● Source material:
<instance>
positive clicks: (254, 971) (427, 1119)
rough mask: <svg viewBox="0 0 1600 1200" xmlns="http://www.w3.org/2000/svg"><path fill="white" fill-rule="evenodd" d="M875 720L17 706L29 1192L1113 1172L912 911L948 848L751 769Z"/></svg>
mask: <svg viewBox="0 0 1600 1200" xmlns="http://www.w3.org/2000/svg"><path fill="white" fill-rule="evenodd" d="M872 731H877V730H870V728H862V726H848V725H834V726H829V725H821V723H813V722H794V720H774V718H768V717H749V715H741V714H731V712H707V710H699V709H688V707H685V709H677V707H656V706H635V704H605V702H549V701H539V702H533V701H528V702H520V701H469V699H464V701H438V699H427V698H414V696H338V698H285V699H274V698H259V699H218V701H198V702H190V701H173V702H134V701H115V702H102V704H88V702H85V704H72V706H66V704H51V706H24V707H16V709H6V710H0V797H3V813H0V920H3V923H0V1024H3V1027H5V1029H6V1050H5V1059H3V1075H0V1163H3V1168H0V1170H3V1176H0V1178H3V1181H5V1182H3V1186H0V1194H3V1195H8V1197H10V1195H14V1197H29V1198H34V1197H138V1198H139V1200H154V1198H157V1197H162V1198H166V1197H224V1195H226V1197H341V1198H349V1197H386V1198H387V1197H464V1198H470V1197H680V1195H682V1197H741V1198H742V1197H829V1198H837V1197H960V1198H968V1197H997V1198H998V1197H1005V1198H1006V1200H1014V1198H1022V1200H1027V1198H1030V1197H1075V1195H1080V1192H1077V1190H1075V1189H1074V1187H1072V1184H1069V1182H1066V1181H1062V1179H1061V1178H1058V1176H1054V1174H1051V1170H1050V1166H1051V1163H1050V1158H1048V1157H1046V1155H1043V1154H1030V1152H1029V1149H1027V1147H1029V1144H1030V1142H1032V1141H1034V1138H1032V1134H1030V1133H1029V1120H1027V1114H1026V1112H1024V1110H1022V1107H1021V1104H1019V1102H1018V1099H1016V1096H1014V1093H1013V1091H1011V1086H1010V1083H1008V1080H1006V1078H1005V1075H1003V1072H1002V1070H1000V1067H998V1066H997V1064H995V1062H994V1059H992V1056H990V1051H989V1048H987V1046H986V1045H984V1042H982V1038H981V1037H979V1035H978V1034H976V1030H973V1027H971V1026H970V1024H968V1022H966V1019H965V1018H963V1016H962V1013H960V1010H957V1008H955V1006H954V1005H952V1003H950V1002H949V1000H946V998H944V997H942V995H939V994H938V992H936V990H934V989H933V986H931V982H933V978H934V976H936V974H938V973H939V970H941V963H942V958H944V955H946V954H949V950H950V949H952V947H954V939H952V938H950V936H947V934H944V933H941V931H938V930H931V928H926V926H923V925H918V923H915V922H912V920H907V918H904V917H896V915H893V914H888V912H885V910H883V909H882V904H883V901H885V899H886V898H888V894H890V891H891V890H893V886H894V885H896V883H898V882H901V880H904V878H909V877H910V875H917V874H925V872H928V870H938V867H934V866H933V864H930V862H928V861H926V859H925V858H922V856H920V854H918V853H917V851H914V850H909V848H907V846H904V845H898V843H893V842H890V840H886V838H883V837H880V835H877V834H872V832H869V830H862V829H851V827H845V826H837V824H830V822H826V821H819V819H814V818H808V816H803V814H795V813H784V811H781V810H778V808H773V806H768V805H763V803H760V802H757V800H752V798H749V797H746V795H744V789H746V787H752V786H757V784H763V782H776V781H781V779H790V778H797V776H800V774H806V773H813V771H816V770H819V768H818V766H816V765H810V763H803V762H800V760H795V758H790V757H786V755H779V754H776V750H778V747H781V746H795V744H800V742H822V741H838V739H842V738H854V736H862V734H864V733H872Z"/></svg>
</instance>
--
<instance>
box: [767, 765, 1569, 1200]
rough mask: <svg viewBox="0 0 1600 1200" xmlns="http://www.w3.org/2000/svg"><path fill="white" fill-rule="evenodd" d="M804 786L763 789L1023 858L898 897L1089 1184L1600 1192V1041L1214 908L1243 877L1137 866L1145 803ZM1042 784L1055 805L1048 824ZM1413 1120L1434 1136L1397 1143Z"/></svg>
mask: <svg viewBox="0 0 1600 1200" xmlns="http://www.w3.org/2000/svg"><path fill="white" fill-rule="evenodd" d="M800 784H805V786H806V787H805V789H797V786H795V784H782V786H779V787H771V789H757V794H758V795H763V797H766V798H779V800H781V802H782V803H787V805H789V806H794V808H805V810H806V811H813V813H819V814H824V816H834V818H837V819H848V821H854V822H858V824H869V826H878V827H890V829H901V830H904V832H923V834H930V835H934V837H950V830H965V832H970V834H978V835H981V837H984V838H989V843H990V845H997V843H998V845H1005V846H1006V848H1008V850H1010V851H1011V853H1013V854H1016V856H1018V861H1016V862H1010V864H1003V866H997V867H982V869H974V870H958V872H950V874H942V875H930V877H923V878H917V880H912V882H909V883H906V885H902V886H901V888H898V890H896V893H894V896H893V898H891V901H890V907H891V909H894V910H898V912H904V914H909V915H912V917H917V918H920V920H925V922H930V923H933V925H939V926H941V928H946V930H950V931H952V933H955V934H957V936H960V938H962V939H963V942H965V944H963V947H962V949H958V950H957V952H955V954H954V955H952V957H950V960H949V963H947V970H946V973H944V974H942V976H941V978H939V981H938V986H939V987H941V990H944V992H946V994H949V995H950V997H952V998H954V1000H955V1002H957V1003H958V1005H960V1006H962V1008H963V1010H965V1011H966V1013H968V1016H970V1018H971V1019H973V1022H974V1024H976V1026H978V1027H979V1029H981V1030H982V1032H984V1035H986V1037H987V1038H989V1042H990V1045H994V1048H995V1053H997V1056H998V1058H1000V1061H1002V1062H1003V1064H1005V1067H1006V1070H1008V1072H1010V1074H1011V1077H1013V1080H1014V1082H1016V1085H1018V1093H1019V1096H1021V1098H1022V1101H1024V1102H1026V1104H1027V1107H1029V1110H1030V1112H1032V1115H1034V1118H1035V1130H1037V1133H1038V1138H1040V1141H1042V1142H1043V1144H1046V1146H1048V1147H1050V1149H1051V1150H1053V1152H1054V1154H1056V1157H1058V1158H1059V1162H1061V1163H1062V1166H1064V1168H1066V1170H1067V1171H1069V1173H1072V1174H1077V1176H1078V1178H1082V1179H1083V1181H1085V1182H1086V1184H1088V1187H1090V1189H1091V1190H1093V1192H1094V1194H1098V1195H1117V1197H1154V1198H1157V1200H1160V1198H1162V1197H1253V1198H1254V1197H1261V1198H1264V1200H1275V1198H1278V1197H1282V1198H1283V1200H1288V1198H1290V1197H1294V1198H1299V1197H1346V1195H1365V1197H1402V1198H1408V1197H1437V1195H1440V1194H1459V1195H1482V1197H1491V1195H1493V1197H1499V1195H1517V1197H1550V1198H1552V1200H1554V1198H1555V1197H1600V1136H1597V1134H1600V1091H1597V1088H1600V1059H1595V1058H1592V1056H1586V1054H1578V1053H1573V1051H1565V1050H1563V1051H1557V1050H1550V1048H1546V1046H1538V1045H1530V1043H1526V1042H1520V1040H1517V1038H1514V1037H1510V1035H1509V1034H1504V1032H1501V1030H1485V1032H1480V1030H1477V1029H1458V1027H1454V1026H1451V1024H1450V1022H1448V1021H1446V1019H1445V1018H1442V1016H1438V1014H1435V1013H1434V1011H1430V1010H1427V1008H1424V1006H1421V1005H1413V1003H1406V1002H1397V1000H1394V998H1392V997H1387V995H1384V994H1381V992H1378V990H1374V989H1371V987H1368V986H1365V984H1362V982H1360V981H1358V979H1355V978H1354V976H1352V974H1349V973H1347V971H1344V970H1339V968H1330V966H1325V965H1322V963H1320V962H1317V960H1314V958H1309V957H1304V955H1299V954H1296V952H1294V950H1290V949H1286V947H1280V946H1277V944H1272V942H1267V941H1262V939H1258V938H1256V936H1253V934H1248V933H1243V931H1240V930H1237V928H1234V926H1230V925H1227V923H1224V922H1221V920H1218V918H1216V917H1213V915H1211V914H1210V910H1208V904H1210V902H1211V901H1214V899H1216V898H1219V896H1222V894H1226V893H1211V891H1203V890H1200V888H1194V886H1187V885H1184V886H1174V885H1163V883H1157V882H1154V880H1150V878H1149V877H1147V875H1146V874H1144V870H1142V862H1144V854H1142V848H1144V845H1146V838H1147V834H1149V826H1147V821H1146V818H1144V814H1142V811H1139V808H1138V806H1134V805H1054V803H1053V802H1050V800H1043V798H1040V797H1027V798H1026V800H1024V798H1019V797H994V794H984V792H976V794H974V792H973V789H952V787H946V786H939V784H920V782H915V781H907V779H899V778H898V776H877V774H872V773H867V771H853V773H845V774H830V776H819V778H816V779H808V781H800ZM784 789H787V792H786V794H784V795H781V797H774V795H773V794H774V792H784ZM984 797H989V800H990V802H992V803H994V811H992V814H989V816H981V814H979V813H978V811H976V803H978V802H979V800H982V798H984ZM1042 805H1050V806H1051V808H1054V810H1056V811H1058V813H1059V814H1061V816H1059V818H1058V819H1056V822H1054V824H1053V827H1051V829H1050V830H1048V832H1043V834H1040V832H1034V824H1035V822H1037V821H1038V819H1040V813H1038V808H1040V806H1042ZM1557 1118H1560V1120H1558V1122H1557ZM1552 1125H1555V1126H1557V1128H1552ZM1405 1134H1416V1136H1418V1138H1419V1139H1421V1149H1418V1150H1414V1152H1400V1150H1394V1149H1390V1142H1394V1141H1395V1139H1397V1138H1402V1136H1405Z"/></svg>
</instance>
==
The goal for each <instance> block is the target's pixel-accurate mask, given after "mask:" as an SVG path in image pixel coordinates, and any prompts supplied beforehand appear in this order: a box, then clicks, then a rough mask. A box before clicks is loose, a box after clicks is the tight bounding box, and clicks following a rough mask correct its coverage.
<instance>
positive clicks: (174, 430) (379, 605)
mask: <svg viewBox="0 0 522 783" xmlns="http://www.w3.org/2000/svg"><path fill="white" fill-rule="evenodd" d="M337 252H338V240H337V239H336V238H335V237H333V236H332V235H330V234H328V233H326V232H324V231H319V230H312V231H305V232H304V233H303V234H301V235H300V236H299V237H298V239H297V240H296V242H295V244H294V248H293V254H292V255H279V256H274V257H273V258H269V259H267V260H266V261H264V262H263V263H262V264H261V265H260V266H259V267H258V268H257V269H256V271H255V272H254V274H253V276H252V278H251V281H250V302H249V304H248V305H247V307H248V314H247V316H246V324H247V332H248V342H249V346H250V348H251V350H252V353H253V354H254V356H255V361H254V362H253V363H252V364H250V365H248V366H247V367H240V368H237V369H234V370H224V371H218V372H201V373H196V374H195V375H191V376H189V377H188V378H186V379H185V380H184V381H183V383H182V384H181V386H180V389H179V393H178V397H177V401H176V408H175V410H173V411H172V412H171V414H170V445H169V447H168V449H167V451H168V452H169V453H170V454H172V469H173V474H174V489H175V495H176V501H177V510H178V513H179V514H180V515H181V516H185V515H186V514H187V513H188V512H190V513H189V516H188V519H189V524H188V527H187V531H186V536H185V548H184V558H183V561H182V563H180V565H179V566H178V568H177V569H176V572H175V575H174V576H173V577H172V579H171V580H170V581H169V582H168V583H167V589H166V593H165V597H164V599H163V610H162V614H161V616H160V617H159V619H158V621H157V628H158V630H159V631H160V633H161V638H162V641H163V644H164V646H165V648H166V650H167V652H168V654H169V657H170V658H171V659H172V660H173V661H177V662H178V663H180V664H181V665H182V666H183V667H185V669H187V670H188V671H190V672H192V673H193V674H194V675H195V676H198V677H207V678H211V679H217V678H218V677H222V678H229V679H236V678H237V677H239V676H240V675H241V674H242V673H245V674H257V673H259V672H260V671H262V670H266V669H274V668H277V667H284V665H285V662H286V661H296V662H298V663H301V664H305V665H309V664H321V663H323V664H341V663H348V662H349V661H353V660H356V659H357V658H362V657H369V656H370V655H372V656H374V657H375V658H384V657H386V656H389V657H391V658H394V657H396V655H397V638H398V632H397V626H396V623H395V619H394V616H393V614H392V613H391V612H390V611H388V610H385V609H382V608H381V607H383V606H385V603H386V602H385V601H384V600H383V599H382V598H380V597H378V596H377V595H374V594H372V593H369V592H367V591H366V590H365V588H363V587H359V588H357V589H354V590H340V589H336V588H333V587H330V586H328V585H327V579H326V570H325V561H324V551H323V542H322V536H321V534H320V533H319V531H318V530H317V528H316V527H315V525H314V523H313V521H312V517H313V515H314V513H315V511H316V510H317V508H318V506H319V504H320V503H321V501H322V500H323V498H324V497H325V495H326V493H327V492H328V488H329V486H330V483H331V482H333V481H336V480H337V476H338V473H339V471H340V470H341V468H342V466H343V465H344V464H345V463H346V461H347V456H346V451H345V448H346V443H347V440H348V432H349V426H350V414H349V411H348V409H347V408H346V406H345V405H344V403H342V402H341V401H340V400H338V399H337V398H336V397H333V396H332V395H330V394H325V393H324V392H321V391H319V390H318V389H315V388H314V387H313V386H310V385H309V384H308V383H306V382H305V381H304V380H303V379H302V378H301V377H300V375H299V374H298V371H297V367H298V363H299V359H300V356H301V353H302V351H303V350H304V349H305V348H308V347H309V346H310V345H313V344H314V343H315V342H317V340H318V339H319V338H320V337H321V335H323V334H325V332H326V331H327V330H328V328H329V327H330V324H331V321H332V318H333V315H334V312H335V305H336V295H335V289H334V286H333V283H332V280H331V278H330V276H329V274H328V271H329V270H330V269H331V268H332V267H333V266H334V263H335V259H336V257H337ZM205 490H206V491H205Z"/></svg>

● What you will do:
Find the lines above with the word "positive". Copy them out.

● Written answer:
positive clicks: (254, 971) (427, 1119)
positive clicks: (174, 430) (379, 605)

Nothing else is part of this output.